Task instructions: Please print every record below exactly as it appears.

[Records contained in a dataset]
┄┄┄┄┄┄┄┄┄┄┄┄┄┄┄┄┄┄┄┄
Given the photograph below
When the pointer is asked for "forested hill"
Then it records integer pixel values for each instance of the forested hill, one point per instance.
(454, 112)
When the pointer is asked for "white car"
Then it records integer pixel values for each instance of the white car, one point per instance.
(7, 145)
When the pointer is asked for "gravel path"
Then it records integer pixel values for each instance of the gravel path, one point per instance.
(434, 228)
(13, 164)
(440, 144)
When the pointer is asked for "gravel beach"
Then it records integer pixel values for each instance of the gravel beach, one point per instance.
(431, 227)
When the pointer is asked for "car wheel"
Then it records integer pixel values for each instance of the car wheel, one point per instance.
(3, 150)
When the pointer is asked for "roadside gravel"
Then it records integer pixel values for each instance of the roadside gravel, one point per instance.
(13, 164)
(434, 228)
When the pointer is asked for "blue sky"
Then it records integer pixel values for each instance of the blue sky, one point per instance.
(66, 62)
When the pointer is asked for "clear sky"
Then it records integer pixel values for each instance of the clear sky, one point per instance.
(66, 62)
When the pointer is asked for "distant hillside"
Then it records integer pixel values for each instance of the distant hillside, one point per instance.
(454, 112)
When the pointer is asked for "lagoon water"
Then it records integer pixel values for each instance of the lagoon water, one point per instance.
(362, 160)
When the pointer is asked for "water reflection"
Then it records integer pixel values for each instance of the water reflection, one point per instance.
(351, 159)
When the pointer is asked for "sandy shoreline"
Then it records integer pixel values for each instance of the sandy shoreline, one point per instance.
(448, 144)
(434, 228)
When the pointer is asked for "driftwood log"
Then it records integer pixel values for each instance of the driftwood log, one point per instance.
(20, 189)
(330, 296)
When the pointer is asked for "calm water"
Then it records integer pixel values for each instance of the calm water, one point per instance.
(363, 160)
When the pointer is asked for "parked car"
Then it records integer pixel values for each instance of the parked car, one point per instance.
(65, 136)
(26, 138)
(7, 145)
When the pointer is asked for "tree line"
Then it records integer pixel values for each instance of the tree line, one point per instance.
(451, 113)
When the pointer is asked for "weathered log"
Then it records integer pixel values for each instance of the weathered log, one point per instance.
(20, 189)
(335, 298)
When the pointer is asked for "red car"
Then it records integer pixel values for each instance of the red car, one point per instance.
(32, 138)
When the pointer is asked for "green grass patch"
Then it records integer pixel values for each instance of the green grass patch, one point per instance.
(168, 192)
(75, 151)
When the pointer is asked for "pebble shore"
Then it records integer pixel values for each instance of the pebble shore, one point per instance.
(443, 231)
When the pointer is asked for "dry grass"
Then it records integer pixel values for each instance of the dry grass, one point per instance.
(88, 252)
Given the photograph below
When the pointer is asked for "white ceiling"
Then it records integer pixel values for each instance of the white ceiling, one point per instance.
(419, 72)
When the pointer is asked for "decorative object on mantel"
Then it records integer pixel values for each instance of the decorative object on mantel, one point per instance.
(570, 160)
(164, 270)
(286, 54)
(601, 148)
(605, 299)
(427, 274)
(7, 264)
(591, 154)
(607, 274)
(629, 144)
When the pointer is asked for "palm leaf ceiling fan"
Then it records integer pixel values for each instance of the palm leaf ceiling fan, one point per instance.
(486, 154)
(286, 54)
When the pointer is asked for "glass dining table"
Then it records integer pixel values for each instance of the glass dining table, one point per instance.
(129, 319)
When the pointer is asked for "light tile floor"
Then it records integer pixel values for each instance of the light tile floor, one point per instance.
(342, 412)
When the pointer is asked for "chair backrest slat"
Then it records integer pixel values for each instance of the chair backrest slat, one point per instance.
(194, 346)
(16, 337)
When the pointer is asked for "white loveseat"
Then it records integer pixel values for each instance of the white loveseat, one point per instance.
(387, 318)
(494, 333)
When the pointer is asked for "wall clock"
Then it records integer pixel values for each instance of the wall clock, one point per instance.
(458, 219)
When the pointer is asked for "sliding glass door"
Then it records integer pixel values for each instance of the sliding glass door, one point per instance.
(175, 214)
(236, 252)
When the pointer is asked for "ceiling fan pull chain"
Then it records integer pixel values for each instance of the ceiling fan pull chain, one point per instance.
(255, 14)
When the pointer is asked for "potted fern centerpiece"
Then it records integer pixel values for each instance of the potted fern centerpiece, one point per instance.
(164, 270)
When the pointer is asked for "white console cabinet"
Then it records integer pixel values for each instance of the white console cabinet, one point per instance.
┄┄┄┄┄┄┄┄┄┄┄┄┄┄┄┄┄┄┄┄
Expected answer:
Given the photograph below
When the pointer is asked for "forested hill"
Then it records integer pixel values for each instance of the forested hill, one point per instance.
(454, 112)
When the pointer is asked for "white car"
Then it records integer pixel values for each instance of the white car, one point per instance.
(7, 145)
When the pointer is asked for "gravel path"
Then it records integer pixel values for each instance of the gravel path, one point per instance.
(434, 228)
(13, 164)
(440, 144)
When the pointer is asked for "gravel beach"
Then it records integer pixel values for each instance of the gravel beach, one point per instance.
(431, 227)
When the pointer is asked for "car wheel"
Then it records integer pixel values for each instance of the car wheel, one point per instance.
(3, 150)
When the pointer is asked for "roadside gravel"
Then it records integer pixel values for each instance of the roadside gravel, one point per instance.
(13, 164)
(434, 228)
When the pointer is asked for "blue sky"
Then it records integer pixel values for each instance of the blue sky, one point per instance.
(66, 62)
When the pointer is asked for "clear sky"
Then it records integer pixel values for each instance of the clear sky, one point per instance.
(66, 62)
When the pointer is asked for "distant hillside"
Then it records integer pixel values for each instance of the distant hillside, one point per instance.
(454, 112)
When the pointer is asked for "lagoon water"
Then it records integer pixel values for each instance of the lagoon water, one point per instance.
(362, 160)
When the pointer is asked for "water reflection"
Then it records integer pixel values for each instance of the water reflection, one point per instance.
(351, 159)
When the pointer is asked for "sandy shoreline"
Then it records integer pixel values for each instance of the sandy shoreline, one point per instance.
(448, 144)
(434, 228)
When the pointer is asked for "driftwood log"
Then it records integer pixel values for each instance of the driftwood log, one point per instance.
(20, 189)
(330, 296)
When the pointer is asked for "calm water"
Then it records integer pixel values for each instance of the calm water, one point per instance.
(363, 160)
When the pointer is asked for "parked car"
Then it records integer pixel values for each instance of the parked car, one point per instance.
(65, 136)
(26, 138)
(7, 145)
When the pointer is asked for "tree line"
Then it records integer pixel values for each instance of the tree line, one point per instance.
(451, 113)
When the pointer is asked for "weathered log"
Then it records integer pixel values for each instance of the weathered log, one point per instance.
(20, 189)
(335, 298)
When the pointer is asked for "red car"
Then it records integer pixel values for each instance of the red car, one point per instance.
(32, 138)
When the pointer is asked for "green grass patch"
Then it records integer pixel values for each instance of the green grass patch, one point per instance.
(168, 192)
(75, 151)
When the pointer is asked for "pebble shore"
Then it records integer pixel values for each instance of the pebble shore, one point per instance.
(443, 231)
When the pointer is asked for "dry grass"
Then it records integer pixel values for each instance of the dry grass, one point per instance.
(88, 252)
Given the photograph below
When the pointer is asked for "white ceiling"
Then it records integer pixel values for each instance of the white ceiling, one point per instance.
(419, 72)
When the pointer is asked for "decorative object on mantel"
Then it records integer pixel values for each instance of the decorative object on mantel, one point per instance.
(570, 160)
(164, 270)
(286, 54)
(601, 148)
(605, 299)
(427, 274)
(7, 264)
(591, 154)
(607, 274)
(629, 144)
When the pointer is asked for "palm leaf ceiling fan"
Then it records integer pixel values for each instance of the palm leaf ceiling fan, one point per instance.
(486, 154)
(286, 54)
When the pointer is asked for "glass dining table"
Then it records integer pixel values for each instance of the glass dining table, one point per instance.
(129, 319)
When the pointer is asked for "light tile floor"
Then it records integer pixel values for each instance of the light tile floor, one point per instance.
(342, 412)
When the pointer is asked for "chair backrest slat"
Then it records integer pixel values for each instance of the chair backrest slat, one point per instance.
(194, 346)
(16, 337)
When the pointer is asked for "white loveseat"
Then it records integer pixel values for each instance of the white loveseat, one point per instance.
(387, 318)
(494, 333)
When the pointer is asked for "wall clock"
Then it records integer pixel values for each instance of the wall clock, one point per instance.
(458, 219)
When the pointer is asked for "sliding glass door"
Then it records integer pixel values for each instance of the sliding glass door, one point per instance.
(175, 214)
(236, 252)
When the pointer is asked for "ceiling fan pull chain"
Then it records integer pixel values for each instance of the ceiling fan pull chain, one point per instance.
(255, 14)
When the pointer is asked for "potted fern centerpiece"
Then it records integer pixel values for each instance of the potted fern centerpiece, one point per instance.
(164, 270)
When the pointer is asked for "white console cabinet"
Then it records integer pixel values for each instance of the white console cabinet, one point per instance.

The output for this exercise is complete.